━━━━━ Exercise text ━━━━━

Recently, I had the good luck to find some of my ex-lecturer’s art pieces exhibited at the KLCC Galeri Petronas. He paints over pictures cut from magazines. I saw four of his pieces there – dark paint over blurred magazine cutouts of people.
But whoever the curator was, he or she needed Strunk and White’s 1918 classic on how to write simple, clear and understandable English. Because the introduction to the work was convoluted and pompous. Whoever wrote such an introduction clearly wanted to seem more high-brow and knowledgeable than she or he really was. If I hadn’t seen my lecturer’s work before, I wouldn’t have known an iota of what the introduction was about.
That’s the same with Doctors and Lawyers I presume. Why we go to them and get them to help us is because medical and legal terms are so confusing…or are they? I believe there’s a simple explanation why all the nonsense is needed. Otherwise, who’d give two hoots about docs and lawyers if it took one sentence to convey what the 15-pages said in a roundabout way? Sometimes, what is said in some long, officious and obsolete words can be mighty powerful and scare everyone into taking their medicines or pay up or be sued.
Which brings me to the same rubbish spewed in the Corporate World. Everyone’s ‘leveraging’ something or other. Everyone’s streamlining some bloody efficiency or committed to your success. Or having a fantabulous vision and mission statement which 99.9% of the company’s staff can’t even read or pronounce. What it does: makes everyone look and feel grander than the janitor. What it REALLY does: confuse the socks off all employees. (Trust me, I know what I’m talking about. I was in Corporate Communications. I know just the type of wheeling and dealing which goes on inside big corporations.)

━━━━━

# Apply what you read
**1)** In the passage, where were the ex-lecturer's art pieces exhibited?
**2)** Rewrite the stretch of the passage from "Recently, I had" through "introduction was about.", putting "muddled and showy" in place of "convoluted and pompous".

━━━━━ Information given ━━━━━

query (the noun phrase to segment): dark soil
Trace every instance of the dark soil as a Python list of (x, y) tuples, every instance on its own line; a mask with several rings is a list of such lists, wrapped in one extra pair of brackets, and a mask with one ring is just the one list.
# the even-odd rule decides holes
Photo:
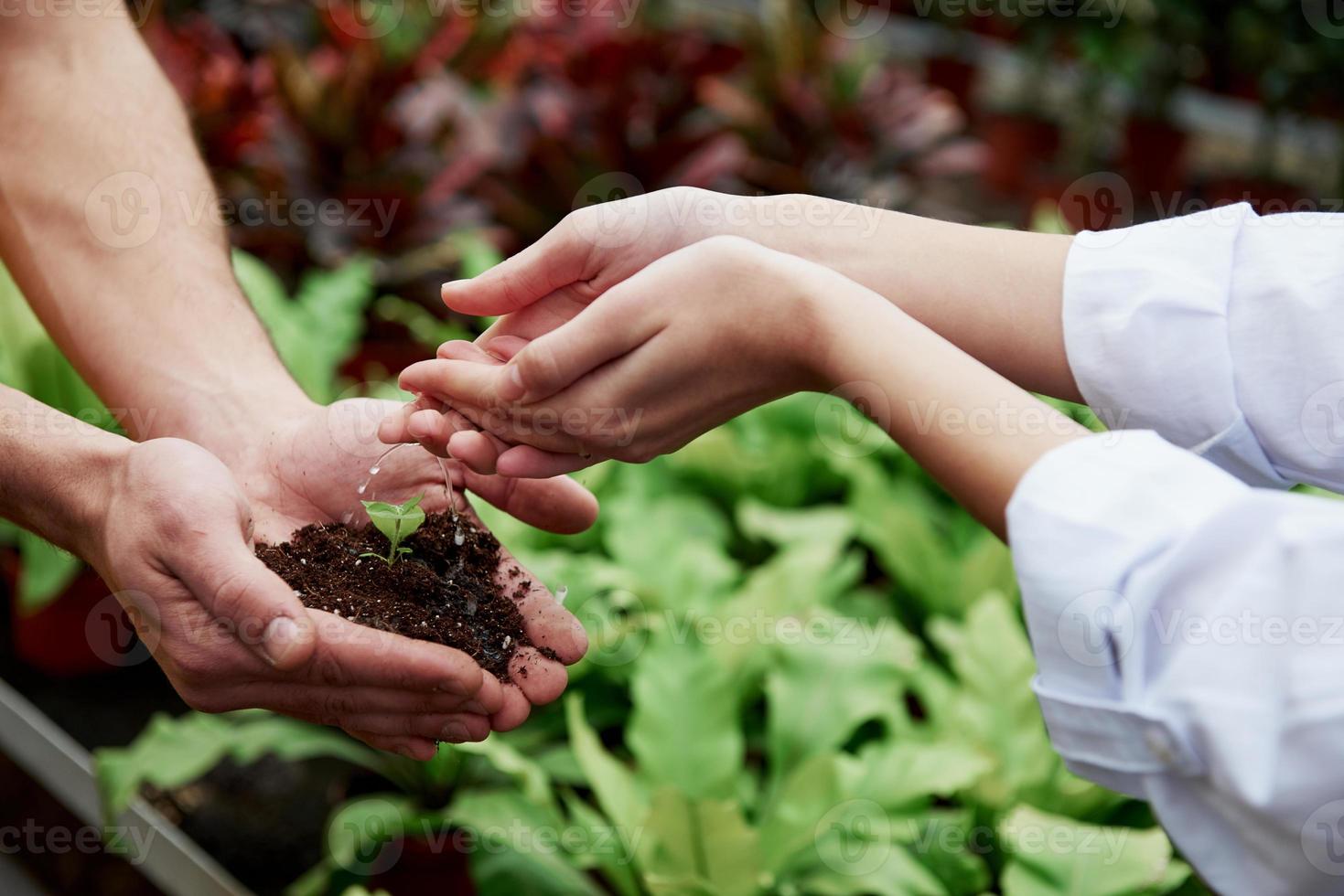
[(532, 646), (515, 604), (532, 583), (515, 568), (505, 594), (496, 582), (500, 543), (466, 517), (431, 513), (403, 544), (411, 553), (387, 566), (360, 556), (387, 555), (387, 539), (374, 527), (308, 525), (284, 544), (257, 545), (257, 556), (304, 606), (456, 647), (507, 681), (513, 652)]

━━━━━
━━━━━ Information given ━━━━━

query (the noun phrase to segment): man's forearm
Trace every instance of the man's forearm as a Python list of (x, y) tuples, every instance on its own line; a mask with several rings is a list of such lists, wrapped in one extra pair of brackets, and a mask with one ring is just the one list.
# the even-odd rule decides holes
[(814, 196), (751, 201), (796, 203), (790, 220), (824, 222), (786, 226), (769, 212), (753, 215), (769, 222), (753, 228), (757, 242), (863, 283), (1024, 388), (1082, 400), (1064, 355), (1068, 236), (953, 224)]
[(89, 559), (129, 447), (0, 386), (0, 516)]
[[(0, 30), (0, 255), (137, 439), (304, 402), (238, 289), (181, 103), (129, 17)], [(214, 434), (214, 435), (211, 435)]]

━━━━━

# Exercise answers
**1)** At the KLCC Galeri Petronas.

**2)**
Recently, I had the good luck to find some of my ex-lecturer’s art pieces exhibited at the KLCC Galeri Petronas. He paints over pictures cut from magazines. I saw four of his pieces there – dark paint over blurred magazine cutouts of people.
But whoever the curator was, he or she needed Strunk and White’s 1918 classic on how to write simple, clear and understandable English. Because the introduction to the work was muddled and showy. Whoever wrote such an introduction clearly wanted to seem more high-brow and knowledgeable than she or he really was. If I hadn’t seen my lecturer’s work before, I wouldn’t have known an iota of what the introduction was about.